What is expected: In the regulatory review text below, rewrite the paragraph that begins "Establishes procedures for formal evidentiary hearings" as a short bulleted list that keeps its main facts.

Imposes significant compliance costs on an international entity, potentially discouraging access to U.S. capital markets and reducing investment opportunities for Americans. Discourages foreign participation, distorts capital formation, and may exceed constitutional authority over extraterritorial regulation without clear commensurate benefits.

delete PART 1502—PROCEDURES FOR FORMAL EVIDENTIARY PUBLIC HEARING 16-CFR-1502 · 1991
Summary

Establishes procedures for formal evidentiary hearings on Federal Hazardous Substances Act and related regulations, including filing objections, requesting hearings, prehearing conferences, and hearing conduct rules.

Reason

Creates unnecessary bureaucratic complexity for regulatory appeals that could be handled through simpler administrative processes, adding compliance costs without clear consumer safety benefits.

Dataset:

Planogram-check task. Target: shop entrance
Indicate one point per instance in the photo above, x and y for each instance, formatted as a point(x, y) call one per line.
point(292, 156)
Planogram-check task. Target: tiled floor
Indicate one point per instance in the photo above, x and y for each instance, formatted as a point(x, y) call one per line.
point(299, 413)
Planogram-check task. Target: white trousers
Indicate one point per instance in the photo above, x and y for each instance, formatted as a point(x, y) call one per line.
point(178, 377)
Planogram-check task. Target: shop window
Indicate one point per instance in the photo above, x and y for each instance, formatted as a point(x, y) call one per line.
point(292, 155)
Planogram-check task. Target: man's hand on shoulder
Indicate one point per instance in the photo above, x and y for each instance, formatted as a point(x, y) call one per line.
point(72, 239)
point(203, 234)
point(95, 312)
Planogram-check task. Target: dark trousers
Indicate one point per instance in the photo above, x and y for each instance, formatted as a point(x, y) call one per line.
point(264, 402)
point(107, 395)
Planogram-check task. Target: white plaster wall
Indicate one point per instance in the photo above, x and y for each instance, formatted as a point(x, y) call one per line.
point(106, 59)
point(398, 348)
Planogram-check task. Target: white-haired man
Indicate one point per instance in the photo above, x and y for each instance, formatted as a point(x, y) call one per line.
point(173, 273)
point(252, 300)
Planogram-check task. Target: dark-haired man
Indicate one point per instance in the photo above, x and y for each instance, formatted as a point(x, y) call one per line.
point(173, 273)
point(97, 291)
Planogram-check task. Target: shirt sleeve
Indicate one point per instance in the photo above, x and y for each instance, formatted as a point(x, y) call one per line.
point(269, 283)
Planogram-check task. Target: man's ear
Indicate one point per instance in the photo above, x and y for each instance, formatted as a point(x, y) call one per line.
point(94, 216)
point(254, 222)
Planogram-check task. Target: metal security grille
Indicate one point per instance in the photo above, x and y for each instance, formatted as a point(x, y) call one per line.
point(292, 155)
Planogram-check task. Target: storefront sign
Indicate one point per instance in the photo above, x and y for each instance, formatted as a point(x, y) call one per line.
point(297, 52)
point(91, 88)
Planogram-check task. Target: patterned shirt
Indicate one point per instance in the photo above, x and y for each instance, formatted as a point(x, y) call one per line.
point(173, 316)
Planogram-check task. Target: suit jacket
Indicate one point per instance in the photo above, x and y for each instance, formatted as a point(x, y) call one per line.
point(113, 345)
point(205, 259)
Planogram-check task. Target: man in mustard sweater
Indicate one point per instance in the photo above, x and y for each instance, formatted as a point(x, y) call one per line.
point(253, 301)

Output:
- Sets procedures for formal evidentiary hearings
- Applies to the Federal Hazardous Substances Act and related regulations
- Covers filing objections
- Covers requesting hearings
- Covers prehearing conferences
- Sets rules for how hearings are conducted